• **Written task**
Reproduce word for word the passage of the project write-up below on the I2C LCD screen and the iOS app, starting with "Additionally, we ran" and going on through "and bearing data.".

Additionally, we ran into issues integrating the LCD screen through I2C. The screen's slave address would not get detected, despite the device having the proper connections and power supply. However, it was found to have just been a hardware issue and worked with a different I2C LCD device.
Mobile Application
Software Design
The iOS Mobile App was designed using Swift. The primary purpose of the app was to connect to the Bridge Controller via bluetooth and send GPS destination and emergency stop message and to receive and display geo controller status heading and bearing data.
Scan Bluetooth Devices
@IBAction func buttonPressed(_ sender: UIButton) {
print("Scan bluetooth devices Button pressed")
// Start scanning for Bluetooth devices if Bluetooth is turned on
if centralManager.state == .poweredOn {
centralManager.scanForPeripherals(withServices: nil, options: nil)

• **Record set**
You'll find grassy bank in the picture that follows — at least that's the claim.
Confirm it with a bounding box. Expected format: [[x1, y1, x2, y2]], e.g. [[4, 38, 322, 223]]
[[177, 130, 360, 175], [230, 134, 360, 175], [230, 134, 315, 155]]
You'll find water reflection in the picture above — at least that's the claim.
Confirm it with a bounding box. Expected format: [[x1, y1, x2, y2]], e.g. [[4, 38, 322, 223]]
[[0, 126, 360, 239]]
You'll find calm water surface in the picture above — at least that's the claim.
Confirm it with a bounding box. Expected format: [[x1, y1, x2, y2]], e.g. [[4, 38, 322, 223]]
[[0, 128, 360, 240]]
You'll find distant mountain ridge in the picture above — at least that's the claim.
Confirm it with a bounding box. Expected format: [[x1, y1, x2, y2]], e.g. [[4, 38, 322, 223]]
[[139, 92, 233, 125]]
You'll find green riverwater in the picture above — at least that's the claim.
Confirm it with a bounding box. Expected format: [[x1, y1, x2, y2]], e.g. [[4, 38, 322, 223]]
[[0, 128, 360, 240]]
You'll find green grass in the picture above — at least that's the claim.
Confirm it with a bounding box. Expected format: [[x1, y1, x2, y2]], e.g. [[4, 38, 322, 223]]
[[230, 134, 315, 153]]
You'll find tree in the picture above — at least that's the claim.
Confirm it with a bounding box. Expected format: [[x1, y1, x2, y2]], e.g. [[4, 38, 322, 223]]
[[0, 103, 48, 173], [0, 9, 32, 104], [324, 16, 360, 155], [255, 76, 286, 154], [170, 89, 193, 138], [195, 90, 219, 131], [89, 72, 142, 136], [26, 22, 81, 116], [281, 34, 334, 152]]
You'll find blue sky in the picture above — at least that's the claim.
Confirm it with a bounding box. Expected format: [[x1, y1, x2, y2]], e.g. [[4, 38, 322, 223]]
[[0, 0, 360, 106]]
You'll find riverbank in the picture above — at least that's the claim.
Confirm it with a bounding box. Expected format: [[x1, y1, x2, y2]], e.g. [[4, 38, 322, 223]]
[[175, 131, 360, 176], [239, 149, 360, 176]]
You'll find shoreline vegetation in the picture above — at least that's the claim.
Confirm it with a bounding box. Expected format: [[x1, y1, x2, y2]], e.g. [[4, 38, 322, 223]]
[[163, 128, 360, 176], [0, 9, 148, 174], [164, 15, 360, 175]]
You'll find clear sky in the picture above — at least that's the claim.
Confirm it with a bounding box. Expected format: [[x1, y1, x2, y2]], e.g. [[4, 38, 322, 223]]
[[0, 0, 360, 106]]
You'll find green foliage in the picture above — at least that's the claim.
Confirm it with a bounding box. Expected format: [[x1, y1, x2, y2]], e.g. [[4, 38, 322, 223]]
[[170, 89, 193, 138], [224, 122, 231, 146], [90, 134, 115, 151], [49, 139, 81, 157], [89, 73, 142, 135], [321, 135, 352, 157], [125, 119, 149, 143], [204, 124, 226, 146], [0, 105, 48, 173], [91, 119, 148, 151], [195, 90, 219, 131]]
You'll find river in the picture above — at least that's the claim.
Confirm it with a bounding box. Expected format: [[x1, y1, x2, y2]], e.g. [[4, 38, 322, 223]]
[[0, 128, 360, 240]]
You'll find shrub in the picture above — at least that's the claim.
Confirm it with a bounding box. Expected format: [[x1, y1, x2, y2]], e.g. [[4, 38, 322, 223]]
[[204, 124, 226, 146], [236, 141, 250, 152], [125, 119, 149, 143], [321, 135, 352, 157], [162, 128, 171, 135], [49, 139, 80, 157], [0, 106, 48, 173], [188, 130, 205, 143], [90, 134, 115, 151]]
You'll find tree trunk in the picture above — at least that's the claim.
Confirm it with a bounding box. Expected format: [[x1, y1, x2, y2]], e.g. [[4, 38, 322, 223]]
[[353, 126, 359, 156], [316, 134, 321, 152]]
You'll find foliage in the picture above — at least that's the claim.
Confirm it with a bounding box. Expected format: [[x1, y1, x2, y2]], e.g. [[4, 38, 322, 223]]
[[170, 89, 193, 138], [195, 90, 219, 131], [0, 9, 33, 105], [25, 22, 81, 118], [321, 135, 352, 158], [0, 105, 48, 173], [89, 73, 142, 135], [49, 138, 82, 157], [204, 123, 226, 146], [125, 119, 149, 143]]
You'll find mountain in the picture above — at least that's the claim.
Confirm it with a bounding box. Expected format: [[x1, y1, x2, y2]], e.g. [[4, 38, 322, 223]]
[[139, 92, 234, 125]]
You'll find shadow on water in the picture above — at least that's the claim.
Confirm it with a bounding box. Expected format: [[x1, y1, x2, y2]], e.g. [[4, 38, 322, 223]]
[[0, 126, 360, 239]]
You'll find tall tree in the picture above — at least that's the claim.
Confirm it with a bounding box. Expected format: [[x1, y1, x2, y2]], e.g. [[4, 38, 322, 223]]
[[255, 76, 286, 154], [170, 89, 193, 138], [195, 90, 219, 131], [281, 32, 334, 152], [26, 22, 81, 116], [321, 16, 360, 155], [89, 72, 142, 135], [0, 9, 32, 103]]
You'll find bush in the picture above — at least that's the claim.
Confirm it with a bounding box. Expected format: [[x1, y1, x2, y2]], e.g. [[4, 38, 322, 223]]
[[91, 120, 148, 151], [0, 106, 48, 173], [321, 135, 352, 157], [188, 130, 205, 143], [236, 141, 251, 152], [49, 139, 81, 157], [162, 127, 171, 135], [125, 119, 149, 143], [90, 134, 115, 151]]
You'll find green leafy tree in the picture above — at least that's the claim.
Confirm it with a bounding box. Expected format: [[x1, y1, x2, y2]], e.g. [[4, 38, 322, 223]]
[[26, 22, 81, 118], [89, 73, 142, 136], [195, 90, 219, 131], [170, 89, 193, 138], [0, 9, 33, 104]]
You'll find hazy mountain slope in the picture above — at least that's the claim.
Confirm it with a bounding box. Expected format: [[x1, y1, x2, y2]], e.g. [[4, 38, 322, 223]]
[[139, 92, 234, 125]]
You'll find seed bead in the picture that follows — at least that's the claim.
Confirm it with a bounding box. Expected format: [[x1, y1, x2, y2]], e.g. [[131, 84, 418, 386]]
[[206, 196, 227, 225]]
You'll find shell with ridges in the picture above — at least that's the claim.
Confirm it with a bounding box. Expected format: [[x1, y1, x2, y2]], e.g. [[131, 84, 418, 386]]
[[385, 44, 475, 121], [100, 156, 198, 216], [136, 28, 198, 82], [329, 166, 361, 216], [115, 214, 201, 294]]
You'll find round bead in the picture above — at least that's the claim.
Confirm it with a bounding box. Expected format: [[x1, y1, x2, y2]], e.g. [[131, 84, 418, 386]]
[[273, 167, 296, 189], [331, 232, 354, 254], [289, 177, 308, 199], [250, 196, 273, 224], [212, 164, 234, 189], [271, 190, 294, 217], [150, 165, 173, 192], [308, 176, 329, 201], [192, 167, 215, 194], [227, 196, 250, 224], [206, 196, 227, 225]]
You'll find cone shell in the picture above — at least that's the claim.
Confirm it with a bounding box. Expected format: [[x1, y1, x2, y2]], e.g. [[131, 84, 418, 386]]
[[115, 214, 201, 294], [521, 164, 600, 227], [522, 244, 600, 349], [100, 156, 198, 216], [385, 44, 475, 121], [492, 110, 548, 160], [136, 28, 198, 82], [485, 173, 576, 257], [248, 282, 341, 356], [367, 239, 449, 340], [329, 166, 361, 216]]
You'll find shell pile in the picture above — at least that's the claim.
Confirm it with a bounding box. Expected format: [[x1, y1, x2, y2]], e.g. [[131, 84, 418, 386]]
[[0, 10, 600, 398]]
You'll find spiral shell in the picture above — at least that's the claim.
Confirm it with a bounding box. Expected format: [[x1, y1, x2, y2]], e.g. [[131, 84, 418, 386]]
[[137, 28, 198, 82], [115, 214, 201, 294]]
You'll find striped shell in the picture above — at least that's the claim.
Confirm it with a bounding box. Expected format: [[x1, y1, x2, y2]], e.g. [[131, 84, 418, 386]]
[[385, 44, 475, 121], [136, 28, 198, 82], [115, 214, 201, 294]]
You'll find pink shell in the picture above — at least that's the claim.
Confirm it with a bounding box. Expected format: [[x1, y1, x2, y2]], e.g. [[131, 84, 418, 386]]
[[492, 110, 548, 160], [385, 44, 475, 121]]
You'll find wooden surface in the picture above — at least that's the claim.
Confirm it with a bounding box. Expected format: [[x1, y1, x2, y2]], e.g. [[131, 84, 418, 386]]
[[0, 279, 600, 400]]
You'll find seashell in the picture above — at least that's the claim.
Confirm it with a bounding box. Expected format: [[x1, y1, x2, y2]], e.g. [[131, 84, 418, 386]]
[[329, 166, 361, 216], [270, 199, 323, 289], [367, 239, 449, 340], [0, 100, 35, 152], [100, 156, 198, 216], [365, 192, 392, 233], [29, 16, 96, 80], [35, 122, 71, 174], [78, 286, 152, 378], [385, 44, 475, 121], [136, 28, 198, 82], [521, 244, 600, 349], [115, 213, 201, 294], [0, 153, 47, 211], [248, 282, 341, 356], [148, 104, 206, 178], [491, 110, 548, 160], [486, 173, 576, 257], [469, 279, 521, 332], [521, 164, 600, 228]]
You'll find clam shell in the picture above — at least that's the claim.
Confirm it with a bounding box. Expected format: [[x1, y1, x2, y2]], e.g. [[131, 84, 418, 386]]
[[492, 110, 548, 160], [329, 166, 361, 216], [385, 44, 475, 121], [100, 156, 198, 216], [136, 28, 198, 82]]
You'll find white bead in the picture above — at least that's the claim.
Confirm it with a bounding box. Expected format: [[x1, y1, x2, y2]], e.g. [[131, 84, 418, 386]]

• **Result of the exercise**
Additionally, we ran into issues integrating the LCD screen through I2C. The screen's slave address would not get detected, despite the device having the proper connections and power supply. However, it was found to have just been a hardware issue and worked with a different I2C LCD device.
Mobile Application
Software Design
The iOS Mobile App was designed using Swift. The primary purpose of the app was to connect to the Bridge Controller via bluetooth and send GPS destination and emergency stop message and to receive and display geo controller status heading and bearing data.